PASSAGE SHOWN:
For the next one, you may need to install the additional package biopandas.

Windows: Open the Anaconda Prompt (Click Start, select Anaconda Prompt)\
type `pip install biopandas`

macOS and linux: Open terminal\
type `pip install biopandas`

In [None]:
from biopandas.pdb import PandasPdb

# Initialize a new PandasPdb object
# and fetch the PDB file from rcsb.org
ppdb = PandasPdb().fetch_pdb('3eiy')

In [None]:
print('PDB Code: %s' % ppdb.code)
print('PDB Header Line: %s' % ppdb.header)
print('\nRaw PDB file contents:\n\n%s\n...' % ppdb.pdb_text[:1000])

In [None]:
print(ppdb.df)

In [None]:
ppdb.df['ATOM'].head(10)

In [None]:
na = ppdb.df['ATOM']
print(na.head())
na['atom_name'].value_counts()

In [None]:
reference_point = (9.362, 41.410, 10.542)
distances = ppdb.distance(xyz=reference_point, records=('ATOM',))
distances.head(8)

# Pandas in the Marvel universe

Adapted from
https://pybit.es/codechallenge44.html and 
https://pybit.es/guest-marvel-data-analysis.html.

In [None]:
#Read in the datafile
df = pd.read_csv('marvel-wikia-data.csv')

In [None]:
df.info()

In [None]:
df.head()

In [None]:
#make everything lowercase
df.columns = map(str.lower, df.columns)
#Fill empty values for appearances, align and sex
df.appearances = df.appearances.fillna(1)
df['align'] = df['align'].fillna('Unknown')
df.sex = df.sex.fillna('Unknown')
#Remove the word characters from alive, sex and align
df['alive'] = df['alive'].str.replace(' Characters', '')
df['sex'] = df['sex'].str.replace(' Characters', '')
df['align'] = df['align'].str.replace(' Characters', '')
df.head()

In [None]:
#df.info()
df.describe()

In [None]:
#Sort appearances in descending order
newdf = df.sort_values(by=['appearances'], ascending=False).head(10)
#Plot a graph of top 10 characters with most appearances
newdf.plot(kind='bar', x='name', y='appearances')
plt.tight_layout()  
plt.show()

In [None]:
sex = df.groupby(by=df['sex'])['name'].count().reset_index(name='count')
sex['percent'] = sex['count'] / sex['count'].sum() * 100
sex['percent'] = sex['percent'].round(2)
sex = sex.set_index('sex')
percentagefemale = sex.at['Female', 'percent']
print('Percentage of female characters', percentagefemale, '%')

DATA PROVIDED:
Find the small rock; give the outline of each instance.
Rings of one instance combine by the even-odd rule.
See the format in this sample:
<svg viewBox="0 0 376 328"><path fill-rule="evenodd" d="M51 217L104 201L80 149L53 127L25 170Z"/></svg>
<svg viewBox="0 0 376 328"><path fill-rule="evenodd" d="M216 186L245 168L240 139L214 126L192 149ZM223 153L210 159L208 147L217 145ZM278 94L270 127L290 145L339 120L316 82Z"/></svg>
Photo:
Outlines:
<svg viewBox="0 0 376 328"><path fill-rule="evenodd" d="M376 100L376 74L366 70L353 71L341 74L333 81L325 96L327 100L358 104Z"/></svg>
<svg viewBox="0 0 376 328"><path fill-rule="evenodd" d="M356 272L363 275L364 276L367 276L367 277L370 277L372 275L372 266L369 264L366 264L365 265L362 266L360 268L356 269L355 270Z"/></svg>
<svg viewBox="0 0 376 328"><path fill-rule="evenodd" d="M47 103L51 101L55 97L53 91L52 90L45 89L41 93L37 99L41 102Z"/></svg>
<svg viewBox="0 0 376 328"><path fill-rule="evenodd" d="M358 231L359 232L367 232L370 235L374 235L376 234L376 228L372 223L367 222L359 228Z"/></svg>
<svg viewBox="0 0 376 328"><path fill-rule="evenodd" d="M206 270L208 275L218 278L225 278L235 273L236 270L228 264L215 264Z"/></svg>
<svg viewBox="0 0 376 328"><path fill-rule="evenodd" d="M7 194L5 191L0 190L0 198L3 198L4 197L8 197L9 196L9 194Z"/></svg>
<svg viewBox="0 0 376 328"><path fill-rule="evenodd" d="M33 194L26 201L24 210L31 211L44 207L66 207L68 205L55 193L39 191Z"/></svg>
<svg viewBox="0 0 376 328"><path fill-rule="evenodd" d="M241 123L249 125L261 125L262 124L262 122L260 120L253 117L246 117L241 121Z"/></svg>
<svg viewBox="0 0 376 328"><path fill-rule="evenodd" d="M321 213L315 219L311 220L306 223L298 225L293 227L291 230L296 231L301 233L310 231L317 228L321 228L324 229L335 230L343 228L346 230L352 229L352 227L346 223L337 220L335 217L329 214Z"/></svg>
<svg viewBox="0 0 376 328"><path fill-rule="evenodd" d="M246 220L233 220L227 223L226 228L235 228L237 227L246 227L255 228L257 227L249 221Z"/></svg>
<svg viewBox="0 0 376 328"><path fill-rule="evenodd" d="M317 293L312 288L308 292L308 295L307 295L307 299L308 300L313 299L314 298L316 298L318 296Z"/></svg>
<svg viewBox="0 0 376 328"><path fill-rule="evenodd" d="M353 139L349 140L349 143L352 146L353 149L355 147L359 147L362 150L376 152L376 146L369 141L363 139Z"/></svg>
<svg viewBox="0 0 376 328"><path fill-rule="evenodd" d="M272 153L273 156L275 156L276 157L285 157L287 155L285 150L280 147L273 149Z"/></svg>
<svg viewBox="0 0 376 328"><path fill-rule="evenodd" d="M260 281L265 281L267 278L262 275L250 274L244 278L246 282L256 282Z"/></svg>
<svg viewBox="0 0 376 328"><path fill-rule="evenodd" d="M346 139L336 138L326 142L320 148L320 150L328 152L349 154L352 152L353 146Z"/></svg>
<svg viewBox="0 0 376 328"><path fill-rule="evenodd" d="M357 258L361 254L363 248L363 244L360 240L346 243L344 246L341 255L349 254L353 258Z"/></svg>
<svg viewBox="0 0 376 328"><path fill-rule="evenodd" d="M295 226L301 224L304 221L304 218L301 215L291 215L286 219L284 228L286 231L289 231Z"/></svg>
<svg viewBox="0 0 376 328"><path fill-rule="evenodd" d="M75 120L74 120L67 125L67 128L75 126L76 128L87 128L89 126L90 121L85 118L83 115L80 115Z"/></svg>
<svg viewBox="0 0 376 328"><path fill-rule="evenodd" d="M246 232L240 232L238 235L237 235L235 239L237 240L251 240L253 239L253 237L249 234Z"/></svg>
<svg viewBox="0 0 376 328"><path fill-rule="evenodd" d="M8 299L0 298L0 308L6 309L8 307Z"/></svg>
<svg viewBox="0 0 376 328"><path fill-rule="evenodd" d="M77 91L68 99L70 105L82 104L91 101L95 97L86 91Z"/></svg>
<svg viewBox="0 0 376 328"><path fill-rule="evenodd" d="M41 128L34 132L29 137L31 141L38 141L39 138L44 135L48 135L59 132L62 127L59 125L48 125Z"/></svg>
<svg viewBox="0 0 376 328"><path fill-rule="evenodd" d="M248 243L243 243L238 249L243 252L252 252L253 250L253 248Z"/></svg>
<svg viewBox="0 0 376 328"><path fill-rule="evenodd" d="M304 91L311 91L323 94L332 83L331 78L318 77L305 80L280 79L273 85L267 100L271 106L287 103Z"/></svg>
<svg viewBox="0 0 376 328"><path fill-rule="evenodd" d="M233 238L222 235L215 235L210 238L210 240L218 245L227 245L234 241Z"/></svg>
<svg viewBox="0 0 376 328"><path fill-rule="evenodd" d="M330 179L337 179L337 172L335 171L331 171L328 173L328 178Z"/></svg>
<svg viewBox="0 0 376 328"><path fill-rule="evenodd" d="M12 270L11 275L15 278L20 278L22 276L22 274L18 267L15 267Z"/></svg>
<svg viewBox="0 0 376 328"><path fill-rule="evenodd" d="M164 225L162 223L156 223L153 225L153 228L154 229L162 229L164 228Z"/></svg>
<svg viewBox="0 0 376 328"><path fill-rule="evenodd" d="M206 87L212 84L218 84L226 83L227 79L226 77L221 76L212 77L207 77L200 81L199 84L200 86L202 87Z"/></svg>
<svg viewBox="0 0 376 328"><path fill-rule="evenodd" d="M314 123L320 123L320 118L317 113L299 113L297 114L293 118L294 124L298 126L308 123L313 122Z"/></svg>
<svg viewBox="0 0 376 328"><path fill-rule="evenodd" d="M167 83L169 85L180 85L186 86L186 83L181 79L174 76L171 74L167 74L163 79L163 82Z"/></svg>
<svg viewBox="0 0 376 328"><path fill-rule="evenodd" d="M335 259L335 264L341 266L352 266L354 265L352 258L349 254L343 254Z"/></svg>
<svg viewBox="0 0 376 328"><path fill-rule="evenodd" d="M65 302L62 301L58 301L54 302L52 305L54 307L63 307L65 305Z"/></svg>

* * *

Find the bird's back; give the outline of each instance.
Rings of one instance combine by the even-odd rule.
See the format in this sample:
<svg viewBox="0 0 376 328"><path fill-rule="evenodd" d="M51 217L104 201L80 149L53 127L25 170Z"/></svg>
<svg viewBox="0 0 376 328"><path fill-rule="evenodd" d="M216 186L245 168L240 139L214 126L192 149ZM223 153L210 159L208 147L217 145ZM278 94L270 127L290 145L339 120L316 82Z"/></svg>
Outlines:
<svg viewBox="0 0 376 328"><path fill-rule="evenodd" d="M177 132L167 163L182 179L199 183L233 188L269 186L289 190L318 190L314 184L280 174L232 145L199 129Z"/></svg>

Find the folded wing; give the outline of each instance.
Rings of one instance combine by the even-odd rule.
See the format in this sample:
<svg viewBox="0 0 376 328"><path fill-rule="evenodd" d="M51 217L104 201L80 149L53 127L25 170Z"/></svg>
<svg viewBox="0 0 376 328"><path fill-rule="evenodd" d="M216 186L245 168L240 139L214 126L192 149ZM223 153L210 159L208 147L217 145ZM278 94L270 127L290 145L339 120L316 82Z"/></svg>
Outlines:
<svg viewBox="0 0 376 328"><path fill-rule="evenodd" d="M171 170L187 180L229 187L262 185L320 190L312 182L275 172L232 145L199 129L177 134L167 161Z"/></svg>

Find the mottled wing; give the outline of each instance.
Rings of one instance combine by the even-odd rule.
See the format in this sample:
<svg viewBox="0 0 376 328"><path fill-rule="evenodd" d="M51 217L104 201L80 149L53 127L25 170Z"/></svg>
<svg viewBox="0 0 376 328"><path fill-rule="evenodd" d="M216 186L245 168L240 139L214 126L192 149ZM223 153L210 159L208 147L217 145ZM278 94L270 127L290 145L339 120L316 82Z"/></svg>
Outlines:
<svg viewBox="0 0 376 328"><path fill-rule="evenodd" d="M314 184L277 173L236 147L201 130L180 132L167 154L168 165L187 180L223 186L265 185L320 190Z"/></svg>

--

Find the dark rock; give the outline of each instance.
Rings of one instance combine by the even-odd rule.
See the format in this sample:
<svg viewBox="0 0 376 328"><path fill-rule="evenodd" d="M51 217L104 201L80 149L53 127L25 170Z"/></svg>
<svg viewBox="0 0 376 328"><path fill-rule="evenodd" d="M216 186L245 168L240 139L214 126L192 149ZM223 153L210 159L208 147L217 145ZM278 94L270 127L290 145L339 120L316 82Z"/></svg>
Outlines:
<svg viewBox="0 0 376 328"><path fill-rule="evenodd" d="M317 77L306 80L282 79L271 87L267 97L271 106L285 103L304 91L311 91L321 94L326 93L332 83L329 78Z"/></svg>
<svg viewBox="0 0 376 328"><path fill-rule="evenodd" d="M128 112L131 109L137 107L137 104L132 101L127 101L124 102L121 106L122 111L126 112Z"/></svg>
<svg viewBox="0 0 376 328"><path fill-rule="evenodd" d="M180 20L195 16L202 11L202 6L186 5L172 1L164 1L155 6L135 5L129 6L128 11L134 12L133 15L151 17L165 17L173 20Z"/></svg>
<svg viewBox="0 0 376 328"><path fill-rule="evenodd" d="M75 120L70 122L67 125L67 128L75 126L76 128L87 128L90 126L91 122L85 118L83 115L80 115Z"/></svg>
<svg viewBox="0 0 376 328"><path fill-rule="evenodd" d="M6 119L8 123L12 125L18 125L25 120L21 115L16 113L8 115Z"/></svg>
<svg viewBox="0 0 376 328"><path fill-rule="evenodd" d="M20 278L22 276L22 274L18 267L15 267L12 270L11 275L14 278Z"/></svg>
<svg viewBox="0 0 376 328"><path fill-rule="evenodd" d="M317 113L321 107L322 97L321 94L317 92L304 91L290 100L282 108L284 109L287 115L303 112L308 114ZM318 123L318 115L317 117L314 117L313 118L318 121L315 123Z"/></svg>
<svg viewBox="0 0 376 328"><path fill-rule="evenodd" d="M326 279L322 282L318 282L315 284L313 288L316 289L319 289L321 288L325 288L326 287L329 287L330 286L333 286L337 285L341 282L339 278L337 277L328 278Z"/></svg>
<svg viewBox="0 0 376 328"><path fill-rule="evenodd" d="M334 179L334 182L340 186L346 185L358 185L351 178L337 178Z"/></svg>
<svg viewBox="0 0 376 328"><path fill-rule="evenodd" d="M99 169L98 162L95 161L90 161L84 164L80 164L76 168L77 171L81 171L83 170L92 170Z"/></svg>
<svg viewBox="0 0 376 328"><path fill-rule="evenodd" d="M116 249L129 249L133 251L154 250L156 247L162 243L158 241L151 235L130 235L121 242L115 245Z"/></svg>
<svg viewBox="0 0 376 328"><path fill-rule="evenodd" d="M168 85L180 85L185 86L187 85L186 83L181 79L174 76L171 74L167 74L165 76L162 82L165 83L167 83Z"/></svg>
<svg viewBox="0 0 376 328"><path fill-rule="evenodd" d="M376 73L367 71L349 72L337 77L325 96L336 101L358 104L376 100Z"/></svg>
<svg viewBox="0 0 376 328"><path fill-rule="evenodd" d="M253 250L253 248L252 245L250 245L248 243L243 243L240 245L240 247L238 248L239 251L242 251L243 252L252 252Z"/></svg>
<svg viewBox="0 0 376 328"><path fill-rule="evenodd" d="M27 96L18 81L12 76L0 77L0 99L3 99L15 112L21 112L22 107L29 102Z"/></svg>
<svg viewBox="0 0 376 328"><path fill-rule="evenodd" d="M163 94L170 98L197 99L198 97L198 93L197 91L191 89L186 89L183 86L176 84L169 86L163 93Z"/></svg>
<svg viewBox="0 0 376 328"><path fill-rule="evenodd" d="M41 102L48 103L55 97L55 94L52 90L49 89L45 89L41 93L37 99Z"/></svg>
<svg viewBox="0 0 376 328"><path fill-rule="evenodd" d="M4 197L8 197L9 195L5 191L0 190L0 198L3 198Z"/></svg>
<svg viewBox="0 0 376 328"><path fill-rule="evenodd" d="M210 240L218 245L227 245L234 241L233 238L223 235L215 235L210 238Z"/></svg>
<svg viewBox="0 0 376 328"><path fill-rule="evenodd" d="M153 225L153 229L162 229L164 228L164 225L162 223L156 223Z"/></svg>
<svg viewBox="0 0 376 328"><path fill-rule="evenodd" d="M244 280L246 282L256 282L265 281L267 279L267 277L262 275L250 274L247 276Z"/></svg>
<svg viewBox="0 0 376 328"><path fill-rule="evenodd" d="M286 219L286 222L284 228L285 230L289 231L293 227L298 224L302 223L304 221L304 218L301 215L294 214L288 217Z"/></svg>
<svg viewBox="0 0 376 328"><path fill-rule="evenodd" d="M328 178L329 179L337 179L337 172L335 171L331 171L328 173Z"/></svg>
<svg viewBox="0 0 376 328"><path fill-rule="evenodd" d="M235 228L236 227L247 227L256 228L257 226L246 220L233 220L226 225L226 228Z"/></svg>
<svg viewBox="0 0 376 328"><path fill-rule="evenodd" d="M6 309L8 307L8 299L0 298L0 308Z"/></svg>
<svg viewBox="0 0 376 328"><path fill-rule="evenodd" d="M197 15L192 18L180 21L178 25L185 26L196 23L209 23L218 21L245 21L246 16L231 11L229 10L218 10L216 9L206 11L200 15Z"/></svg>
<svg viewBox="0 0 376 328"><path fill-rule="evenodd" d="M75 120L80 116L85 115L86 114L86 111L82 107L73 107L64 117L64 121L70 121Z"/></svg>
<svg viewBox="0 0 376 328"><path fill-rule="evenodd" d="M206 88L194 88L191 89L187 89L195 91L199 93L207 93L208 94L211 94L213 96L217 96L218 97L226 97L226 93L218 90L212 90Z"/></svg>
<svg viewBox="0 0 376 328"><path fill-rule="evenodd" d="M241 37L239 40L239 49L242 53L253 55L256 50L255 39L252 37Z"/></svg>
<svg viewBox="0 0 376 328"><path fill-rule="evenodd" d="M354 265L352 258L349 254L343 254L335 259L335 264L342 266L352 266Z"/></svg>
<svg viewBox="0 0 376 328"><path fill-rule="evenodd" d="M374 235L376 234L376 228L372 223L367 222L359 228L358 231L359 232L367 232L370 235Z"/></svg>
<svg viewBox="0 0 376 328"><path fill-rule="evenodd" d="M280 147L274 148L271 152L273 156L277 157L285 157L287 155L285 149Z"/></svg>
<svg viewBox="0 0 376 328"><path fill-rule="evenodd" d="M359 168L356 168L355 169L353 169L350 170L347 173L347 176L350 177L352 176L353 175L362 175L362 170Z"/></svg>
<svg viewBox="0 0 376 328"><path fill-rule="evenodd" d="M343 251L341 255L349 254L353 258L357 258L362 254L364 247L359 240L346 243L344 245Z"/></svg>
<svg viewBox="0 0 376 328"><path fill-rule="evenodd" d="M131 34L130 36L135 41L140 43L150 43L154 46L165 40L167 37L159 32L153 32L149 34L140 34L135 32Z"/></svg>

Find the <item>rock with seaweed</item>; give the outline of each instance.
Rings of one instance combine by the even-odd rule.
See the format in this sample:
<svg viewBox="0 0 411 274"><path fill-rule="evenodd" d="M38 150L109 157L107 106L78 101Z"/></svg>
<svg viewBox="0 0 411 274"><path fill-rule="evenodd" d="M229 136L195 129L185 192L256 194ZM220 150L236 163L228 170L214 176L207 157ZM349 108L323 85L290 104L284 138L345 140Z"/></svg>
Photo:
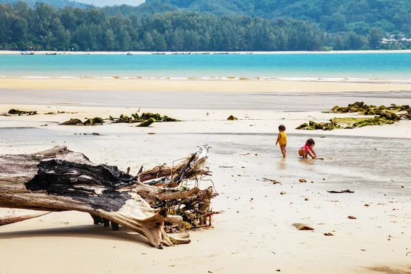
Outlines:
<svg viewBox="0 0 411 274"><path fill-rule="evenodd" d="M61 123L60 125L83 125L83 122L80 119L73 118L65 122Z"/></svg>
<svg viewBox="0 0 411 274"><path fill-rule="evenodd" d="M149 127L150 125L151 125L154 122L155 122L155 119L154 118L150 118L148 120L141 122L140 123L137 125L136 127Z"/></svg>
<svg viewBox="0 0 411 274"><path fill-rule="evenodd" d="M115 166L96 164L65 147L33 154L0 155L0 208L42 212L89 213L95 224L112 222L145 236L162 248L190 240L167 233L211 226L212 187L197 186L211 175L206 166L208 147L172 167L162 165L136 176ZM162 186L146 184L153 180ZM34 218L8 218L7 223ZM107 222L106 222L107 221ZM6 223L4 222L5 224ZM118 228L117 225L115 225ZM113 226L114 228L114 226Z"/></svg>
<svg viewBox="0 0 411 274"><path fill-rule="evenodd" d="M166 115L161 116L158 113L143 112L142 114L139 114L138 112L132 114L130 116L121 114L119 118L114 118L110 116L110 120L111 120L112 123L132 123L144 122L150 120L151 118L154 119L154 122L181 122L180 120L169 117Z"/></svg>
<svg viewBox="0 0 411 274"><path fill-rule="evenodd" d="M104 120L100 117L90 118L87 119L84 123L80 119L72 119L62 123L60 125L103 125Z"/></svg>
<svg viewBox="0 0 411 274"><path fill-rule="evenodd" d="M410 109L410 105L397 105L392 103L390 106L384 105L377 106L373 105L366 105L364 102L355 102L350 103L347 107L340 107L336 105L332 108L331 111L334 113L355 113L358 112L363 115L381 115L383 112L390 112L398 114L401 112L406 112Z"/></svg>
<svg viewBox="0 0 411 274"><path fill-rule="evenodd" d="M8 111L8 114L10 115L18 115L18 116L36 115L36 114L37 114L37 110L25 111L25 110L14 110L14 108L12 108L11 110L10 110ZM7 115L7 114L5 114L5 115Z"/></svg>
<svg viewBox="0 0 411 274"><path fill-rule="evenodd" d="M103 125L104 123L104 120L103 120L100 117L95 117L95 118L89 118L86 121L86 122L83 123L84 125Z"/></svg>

WRITTEN TASKS:
1. In the notebook passage, what PDB code is passed to `fetch_pdb`?
2. Copy the part of the records that opens with the line containing "Find the small" and closes with the line containing "272L363 275L364 276L367", with both of those lines included.
The notebook passage and the records come from unrelated sources.

RESPONSES BY TASK:
1. '3eiy'

2.
Find the small rock; give the outline of each instance.
Rings of one instance combine by the even-odd rule.
See the format in this sample:
<svg viewBox="0 0 376 328"><path fill-rule="evenodd" d="M51 217L104 201L80 149L53 127L25 170Z"/></svg>
<svg viewBox="0 0 376 328"><path fill-rule="evenodd" d="M216 186L245 168L240 139L214 126L192 149ZM223 153L210 159L208 147L217 145ZM278 94L270 127L290 145L339 120L316 82Z"/></svg>
Photo:
Outlines:
<svg viewBox="0 0 376 328"><path fill-rule="evenodd" d="M376 100L376 74L366 70L353 71L341 74L333 81L325 96L327 100L358 104Z"/></svg>
<svg viewBox="0 0 376 328"><path fill-rule="evenodd" d="M356 272L363 275L364 276L367 276L367 277L370 277L372 275L372 266L369 264L366 264L365 265L362 266L360 268L356 269L355 270Z"/></svg>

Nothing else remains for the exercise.